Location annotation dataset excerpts
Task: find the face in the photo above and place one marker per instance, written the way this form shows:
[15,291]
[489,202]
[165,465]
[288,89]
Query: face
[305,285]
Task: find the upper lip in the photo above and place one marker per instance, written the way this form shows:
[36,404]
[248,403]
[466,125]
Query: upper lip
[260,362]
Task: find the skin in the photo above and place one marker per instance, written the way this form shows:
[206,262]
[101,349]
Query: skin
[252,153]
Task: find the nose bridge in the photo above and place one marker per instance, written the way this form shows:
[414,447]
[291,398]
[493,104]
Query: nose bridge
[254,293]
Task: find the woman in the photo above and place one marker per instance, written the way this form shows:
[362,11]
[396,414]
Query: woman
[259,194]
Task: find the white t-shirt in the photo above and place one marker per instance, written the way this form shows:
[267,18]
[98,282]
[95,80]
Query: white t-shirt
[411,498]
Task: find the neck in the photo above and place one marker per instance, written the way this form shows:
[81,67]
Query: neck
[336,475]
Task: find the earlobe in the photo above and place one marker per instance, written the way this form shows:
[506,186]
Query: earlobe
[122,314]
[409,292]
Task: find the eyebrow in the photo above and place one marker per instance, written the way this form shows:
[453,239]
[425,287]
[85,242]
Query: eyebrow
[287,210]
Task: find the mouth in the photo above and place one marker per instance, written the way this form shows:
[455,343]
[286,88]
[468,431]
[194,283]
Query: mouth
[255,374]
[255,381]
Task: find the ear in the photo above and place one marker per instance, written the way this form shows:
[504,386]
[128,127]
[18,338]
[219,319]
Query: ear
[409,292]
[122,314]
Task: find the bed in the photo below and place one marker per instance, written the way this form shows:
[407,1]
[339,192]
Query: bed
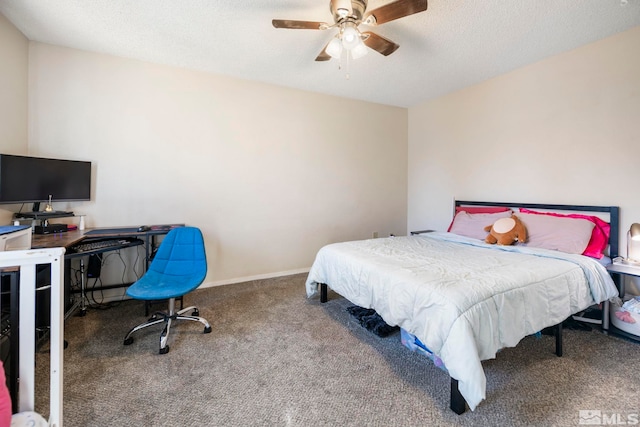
[464,299]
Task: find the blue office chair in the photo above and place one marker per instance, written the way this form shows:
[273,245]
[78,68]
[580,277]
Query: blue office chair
[179,267]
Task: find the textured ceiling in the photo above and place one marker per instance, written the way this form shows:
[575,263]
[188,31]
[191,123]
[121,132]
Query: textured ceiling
[454,44]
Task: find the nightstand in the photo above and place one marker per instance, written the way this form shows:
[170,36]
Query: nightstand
[620,270]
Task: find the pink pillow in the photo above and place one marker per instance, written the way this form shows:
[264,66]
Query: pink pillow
[478,209]
[599,236]
[472,225]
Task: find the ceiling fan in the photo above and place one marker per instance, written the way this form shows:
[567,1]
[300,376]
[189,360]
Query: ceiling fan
[348,15]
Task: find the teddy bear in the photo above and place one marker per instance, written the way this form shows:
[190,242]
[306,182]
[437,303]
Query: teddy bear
[506,231]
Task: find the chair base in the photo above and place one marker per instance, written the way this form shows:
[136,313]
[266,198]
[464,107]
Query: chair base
[167,318]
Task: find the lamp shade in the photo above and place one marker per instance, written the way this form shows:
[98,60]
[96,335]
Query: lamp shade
[632,235]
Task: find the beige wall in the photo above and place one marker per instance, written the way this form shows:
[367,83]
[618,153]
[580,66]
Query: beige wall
[563,130]
[14,70]
[269,174]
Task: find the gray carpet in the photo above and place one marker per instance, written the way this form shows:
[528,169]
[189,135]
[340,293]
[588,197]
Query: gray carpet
[275,358]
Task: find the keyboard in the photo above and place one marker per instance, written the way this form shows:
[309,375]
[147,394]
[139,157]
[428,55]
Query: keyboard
[103,245]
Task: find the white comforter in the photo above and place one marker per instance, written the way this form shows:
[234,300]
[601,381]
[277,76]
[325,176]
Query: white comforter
[462,298]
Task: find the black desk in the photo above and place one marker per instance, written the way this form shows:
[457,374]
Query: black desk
[71,238]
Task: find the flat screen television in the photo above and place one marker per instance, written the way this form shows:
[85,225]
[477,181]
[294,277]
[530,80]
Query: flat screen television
[26,179]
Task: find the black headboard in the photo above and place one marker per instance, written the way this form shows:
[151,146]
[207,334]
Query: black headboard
[613,211]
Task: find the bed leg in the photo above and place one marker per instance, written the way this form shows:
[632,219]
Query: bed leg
[457,403]
[558,330]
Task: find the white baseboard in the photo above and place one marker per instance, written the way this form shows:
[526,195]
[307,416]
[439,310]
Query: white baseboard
[256,277]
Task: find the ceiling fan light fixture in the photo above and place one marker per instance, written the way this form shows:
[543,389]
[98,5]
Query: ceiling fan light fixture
[359,50]
[350,37]
[334,48]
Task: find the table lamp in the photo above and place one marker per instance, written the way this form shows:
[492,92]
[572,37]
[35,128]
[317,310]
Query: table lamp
[632,234]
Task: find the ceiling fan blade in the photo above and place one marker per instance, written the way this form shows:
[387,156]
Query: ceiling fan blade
[394,10]
[324,56]
[379,43]
[299,25]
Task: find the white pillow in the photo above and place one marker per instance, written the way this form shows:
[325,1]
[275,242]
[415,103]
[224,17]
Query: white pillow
[472,225]
[570,235]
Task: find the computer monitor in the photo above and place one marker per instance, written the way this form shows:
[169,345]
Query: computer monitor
[15,237]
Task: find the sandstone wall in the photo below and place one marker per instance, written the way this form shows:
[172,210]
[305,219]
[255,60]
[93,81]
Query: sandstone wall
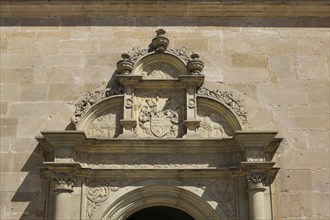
[280,66]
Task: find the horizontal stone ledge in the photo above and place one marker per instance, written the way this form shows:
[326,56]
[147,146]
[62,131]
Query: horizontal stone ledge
[199,8]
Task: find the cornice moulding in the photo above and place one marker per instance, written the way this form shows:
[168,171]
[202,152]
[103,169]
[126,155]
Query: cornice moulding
[289,8]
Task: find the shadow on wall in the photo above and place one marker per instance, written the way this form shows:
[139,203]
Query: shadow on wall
[168,21]
[33,189]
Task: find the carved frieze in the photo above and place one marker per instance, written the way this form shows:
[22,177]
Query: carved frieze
[149,161]
[227,98]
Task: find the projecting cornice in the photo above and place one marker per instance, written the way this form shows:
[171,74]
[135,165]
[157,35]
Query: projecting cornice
[180,8]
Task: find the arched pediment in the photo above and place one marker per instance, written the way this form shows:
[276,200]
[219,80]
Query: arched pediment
[160,66]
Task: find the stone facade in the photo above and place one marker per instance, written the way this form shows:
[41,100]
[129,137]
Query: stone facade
[278,64]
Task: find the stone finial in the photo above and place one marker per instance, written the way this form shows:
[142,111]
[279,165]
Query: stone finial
[125,66]
[160,42]
[195,66]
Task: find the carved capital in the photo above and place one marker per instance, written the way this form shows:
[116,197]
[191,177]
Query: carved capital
[63,181]
[256,180]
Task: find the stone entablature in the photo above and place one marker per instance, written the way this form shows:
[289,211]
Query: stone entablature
[178,8]
[159,125]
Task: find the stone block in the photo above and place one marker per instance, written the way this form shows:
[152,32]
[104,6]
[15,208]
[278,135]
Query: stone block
[5,144]
[213,74]
[296,139]
[61,60]
[321,180]
[34,92]
[318,91]
[68,91]
[57,74]
[312,67]
[17,75]
[318,139]
[10,182]
[23,145]
[21,60]
[285,92]
[37,109]
[10,92]
[285,211]
[305,110]
[288,179]
[304,159]
[247,60]
[316,205]
[3,108]
[31,127]
[78,46]
[8,127]
[282,67]
[321,46]
[281,115]
[95,74]
[312,123]
[245,75]
[273,46]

* [To be done] Without the pictures, restate all the entries above exactly.

* [Complete answer]
Task: find the face in the photo above and place one marker per instance, written the way this form shows:
[15,291]
[489,202]
[165,465]
[288,89]
Query: face
[305,285]
Task: find the upper lip in the photo above and place one marker per instance, written the way this form shows:
[36,404]
[248,403]
[466,125]
Query: upper lip
[260,362]
Task: find the skin in the photo above and place one marker per instance, written the way this form shows:
[206,262]
[101,349]
Query: skin
[252,153]
Task: find the nose bridge in the photo above and place one marker per instance, written the way this form shows:
[414,447]
[291,398]
[493,104]
Query: nose bridge
[254,293]
Task: find the woman in the photo above and place one marker per instance, written the way this form shows:
[362,11]
[396,414]
Query: woman
[259,194]
Task: find the white t-shirt in the photo above and place one marker per instance, written the way this form shows:
[267,18]
[98,282]
[95,80]
Query: white t-shirt
[411,498]
Task: find the neck in the photo above and place one marker per instance, written the way this form shows:
[81,67]
Query: neck
[336,475]
Task: find the earlobe in the photo above and place one marker per instance, written the way this form shows:
[506,186]
Query: earlobe
[122,314]
[409,292]
Task: find the eyebrow in the photo above and place one marker per instance, written the way this form shows:
[453,239]
[425,287]
[85,242]
Query: eyebrow
[287,210]
Task: find the mouth in the photo above and place one marker per instance, written the way this form shows:
[455,343]
[286,88]
[468,431]
[194,283]
Query: mouth
[255,374]
[255,381]
Task: find the ear in the photo above and place one marker per instance, written the way this form shows:
[504,386]
[128,127]
[18,338]
[219,319]
Query: ear
[409,292]
[122,314]
Task: find the bed in the photo below and place one marker per instance, written the way this form shows:
[407,1]
[339,192]
Query: bed
[464,299]
Task: find the blue office chair in the photo above and place one marker per instance, written the way this form shows:
[273,245]
[78,68]
[580,277]
Query: blue office chair
[179,267]
Task: find the textured ceiling in the photo above and place one marker per instance, written the way this form shows:
[575,263]
[188,31]
[191,123]
[121,132]
Query: textured ceiling
[454,44]
Task: find the nightstand in the photo above and place one marker per instance, written the way this form shows:
[170,36]
Query: nightstand
[620,270]
Task: find the pink pillow in the photo above and place one marker per instance, written the way this form shows:
[264,66]
Query: pink pillow
[478,209]
[599,236]
[472,225]
Task: find the ceiling fan in the photo above and place one marker per instance, written the way this form shows:
[567,1]
[300,376]
[189,360]
Query: ceiling fan
[348,15]
Task: find the teddy bear in the photo above and place one marker per instance, written the way this form shows:
[190,242]
[306,182]
[437,303]
Query: teddy bear
[506,231]
Task: find the chair base in the photo above and place one marker per instance, written the way this form shows:
[136,313]
[266,198]
[464,107]
Query: chair base
[167,318]
Task: find the lamp shade in the photo above and place one marker per instance, written the way this form shows:
[98,60]
[96,335]
Query: lamp shade
[632,235]
Task: find the beige wall in the photo above and place one marker per instance, written the way this form shows:
[367,83]
[618,153]
[580,66]
Query: beige wall
[563,130]
[14,70]
[269,174]
Task: find the gray carpet in the photo above and place one marker per instance, written the way this form shows:
[528,169]
[189,135]
[340,293]
[588,197]
Query: gray carpet
[275,358]
Task: find the keyboard in the photo above and place one marker per instance, written the way this form shows:
[309,375]
[147,394]
[139,157]
[428,55]
Query: keyboard
[103,245]
Task: find the white comforter in the photo above and place one marker per instance, written the way this form shows:
[234,300]
[601,381]
[277,76]
[325,176]
Query: white comforter
[462,298]
Task: find the black desk in the photo above and place one marker per instance, written the way this form shows:
[457,374]
Query: black desk
[71,238]
Task: find the flat screen television in the photo above and place one marker per instance, written the way this form shows:
[85,225]
[477,181]
[294,277]
[530,80]
Query: flat screen television
[26,179]
Task: find the black headboard in the photo above and place one marker per instance, written the way this form shows:
[151,146]
[207,334]
Query: black headboard
[613,211]
Task: find the bed leg in the photo above and place one marker per instance, written the way this form shows:
[632,219]
Query: bed leg
[457,403]
[558,330]
Task: find the white baseboard in the photo above and place one marker per instance, written the way this form shows:
[526,195]
[307,416]
[439,310]
Query: white baseboard
[256,277]
Task: find the ceiling fan light fixture in the photo above and place one marker per instance, written the way this form shows:
[543,389]
[98,5]
Query: ceiling fan light fixture
[359,50]
[350,37]
[334,48]
Task: find the table lamp in the photo above and place one marker per instance, written the way this form shows:
[492,92]
[572,37]
[35,128]
[317,310]
Query: table lamp
[632,234]
Task: find the ceiling fan blade in the photo above and place one marker per instance, written the way this form shows:
[387,156]
Query: ceiling fan blade
[394,10]
[324,56]
[379,43]
[299,25]
Task: find the white pillow in the photo above and place one marker per instance, written the way this form shows:
[325,1]
[275,242]
[415,103]
[224,17]
Query: white pillow
[472,225]
[570,235]
Task: find the computer monitor in the photo above and place one marker per instance, written the way this form shows:
[169,345]
Query: computer monitor
[15,237]
Task: find the sandstone wall in the photo below and place one marker per instance, written the way this form shows:
[172,210]
[305,219]
[255,60]
[93,81]
Query: sandstone wall
[280,66]
Task: find the horizontal stone ledge in the photo above and place one marker per instance, written the way this form shows:
[326,56]
[147,146]
[62,131]
Query: horizontal stone ledge
[199,8]
Task: find the cornice moulding in the photo above and place one marker per instance, written the way this form shows:
[168,171]
[202,152]
[103,169]
[126,155]
Query: cornice moulding
[289,8]
Task: find the shadow on wall in the photo above and place one marker per instance, written the way this form shows:
[139,203]
Query: shadow on wall
[168,21]
[33,189]
Task: find the carved frieze in the photo above and place one marker per instance, written the way this form shows:
[22,177]
Query: carved frieze
[149,161]
[227,98]
Task: find the projecting cornice in the photo above and place one marker per instance, written the way this form shows:
[171,74]
[135,165]
[157,35]
Query: projecting cornice
[180,8]
Task: find the arched pediment in the photo above and place one marker per instance, written the way this form shows:
[276,200]
[219,80]
Query: arched pediment
[160,66]
Task: find the stone facade in the photo above and place one marker per instance, written the way this form shows:
[41,100]
[129,137]
Query: stone facade
[278,64]
Task: find the stone finial in the photo above and place one marker per instance, written the way this form shows:
[142,111]
[279,165]
Query: stone finial
[125,66]
[160,42]
[195,66]
Task: find the carved capital in the photo above and place one marker per instance, written the way this form shows:
[116,197]
[191,177]
Query: carved capital
[63,181]
[256,180]
Task: find the stone entablature in the photo above and place one marker per instance, written the way this form shows:
[289,211]
Query: stone entablature
[178,8]
[159,125]
Task: find the stone block in the photo above and place one marker per instance, written the way this form shows:
[152,32]
[104,6]
[15,208]
[278,135]
Query: stone block
[5,144]
[213,74]
[296,139]
[61,60]
[321,180]
[34,92]
[318,91]
[68,91]
[57,74]
[312,67]
[17,75]
[318,139]
[10,182]
[23,145]
[21,60]
[285,92]
[37,109]
[10,92]
[285,211]
[305,110]
[288,179]
[304,159]
[247,60]
[316,205]
[3,108]
[31,127]
[78,46]
[8,127]
[282,67]
[321,46]
[281,115]
[95,74]
[312,123]
[245,75]
[273,46]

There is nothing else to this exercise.